TASK DATA section start

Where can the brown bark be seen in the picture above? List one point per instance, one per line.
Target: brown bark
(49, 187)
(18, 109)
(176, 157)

TASK DATA section end

*TASK REQUIREMENTS*.
Each entry is to be returned in full, character for character.

*OUTPUT FOR THIS EXERCISE*.
Where can the brown bark be seen in the picture above? List one point per instance, one per line.
Target: brown bark
(49, 187)
(18, 109)
(176, 157)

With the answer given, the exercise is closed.